> Amaç 1:
Aşağıdaki haber metninde Çelik'in medya ve değişim konusunda ifade ettiği ya da vurguladığı görüşlerin tümünü sıralayın.

> Seçilmiş Metin:
Çalışma ve Sosyal Güvelik Bakanı Faruk Çelik, "Yargılama sürecinde kaçma, delilleri karartma ihtimali yok. O halde 'tutuksuz yargılanma esas olmalı, tutuklamalar bir tedbirdir, infaza dönüşmemeli' diyoruz" dedi.
Çelik, Merinos Atatürk Kongre ve Kültür Merkezi'ndeki Çağdaş Gazeteciler Derneği (ÇGD) Bursa Şubesi 13. Olağan Genel Kurulu'nda yaptığı konuşmada, geçmişte, tipo ve ofset dönemlerinde kısa süre de olsa medyada bulunmuş biri olarak genel kurula katıldığını söyledi.
Medyanın demokrasilerde 4. kuvvet olarak tanımlandığını ifade eden Çelik, dünyada her alanda bir değişim yaşandığını, bu değişimi görmek gerektiğini, değişimin algılamasında zorlanılması halinde çağın çok gerisinde kalınabileceğini vurguladı.

> Amaç 2:
Kayıtlardan "metal" sözcüğünü içeren satırları süzün ve her birini değiştirmeden yazın.

[Konum işaretleme kayıtları]
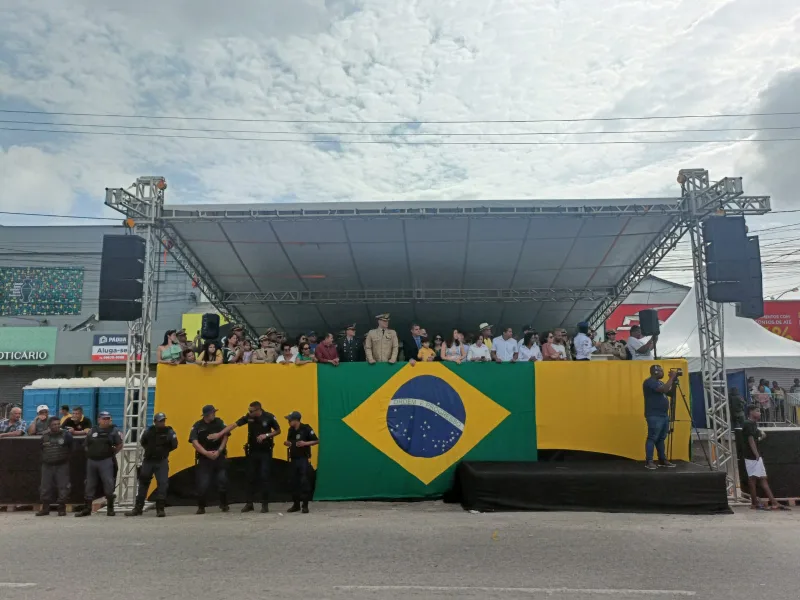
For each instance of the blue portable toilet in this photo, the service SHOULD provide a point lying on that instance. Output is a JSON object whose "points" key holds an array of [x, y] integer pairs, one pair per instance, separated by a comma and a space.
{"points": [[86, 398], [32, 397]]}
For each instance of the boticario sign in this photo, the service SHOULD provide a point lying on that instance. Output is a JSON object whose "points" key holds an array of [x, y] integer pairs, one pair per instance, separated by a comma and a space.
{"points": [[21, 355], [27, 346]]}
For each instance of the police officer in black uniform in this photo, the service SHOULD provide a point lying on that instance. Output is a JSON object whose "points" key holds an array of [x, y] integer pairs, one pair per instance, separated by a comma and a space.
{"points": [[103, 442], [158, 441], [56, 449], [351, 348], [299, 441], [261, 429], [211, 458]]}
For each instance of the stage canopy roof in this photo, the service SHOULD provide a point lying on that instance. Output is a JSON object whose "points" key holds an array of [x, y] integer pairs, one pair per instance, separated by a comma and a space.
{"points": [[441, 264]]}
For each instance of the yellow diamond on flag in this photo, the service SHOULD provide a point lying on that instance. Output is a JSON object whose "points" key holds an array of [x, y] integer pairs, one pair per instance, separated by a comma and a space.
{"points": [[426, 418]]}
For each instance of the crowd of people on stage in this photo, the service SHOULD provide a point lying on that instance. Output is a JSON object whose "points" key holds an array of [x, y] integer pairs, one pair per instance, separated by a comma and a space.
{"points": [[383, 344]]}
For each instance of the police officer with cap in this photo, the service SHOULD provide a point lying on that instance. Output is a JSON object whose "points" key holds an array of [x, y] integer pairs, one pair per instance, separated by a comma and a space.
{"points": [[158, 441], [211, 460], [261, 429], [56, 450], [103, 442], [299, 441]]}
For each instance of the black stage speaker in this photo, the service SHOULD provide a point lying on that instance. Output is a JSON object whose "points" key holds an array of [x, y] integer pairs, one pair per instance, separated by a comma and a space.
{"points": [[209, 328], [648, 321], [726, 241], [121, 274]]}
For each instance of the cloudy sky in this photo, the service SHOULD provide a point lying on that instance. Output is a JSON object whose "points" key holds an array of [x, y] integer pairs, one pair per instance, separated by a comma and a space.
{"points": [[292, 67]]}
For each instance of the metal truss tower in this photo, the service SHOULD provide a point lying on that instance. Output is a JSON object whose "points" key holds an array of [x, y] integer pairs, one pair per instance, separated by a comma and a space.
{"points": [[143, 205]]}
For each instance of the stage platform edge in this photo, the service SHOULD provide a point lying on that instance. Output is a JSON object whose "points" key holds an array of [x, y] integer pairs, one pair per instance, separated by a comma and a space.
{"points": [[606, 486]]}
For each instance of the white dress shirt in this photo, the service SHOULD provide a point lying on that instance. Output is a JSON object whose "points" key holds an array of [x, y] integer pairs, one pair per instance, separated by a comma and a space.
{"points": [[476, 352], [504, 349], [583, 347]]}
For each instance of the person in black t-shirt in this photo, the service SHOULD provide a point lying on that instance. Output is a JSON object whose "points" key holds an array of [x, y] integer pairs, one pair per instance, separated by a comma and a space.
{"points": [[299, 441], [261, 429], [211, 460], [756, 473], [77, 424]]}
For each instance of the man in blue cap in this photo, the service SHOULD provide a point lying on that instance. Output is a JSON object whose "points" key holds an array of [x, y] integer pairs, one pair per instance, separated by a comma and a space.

> Alıştırma Çıktısı 1:
1. Medya demokrasilerde 4. kuvvet olarak tanımlanmaktadır.
2. Dünyada her alanda bir değişim yaşanmaktadır.
3. Bu değişimi görmek gerekir.
4. Değişimin algılanmasında zorlanılırsa çağın çok gerisinde kalınabilir.

> Alıştırma Çıktısı 2:
For each instance of the metal truss tower in this photo, the service SHOULD provide a point lying on that instance. Output is a JSON object whose "points" key holds an array of [x, y] integer pairs, one pair per instance, separated by a comma and a space.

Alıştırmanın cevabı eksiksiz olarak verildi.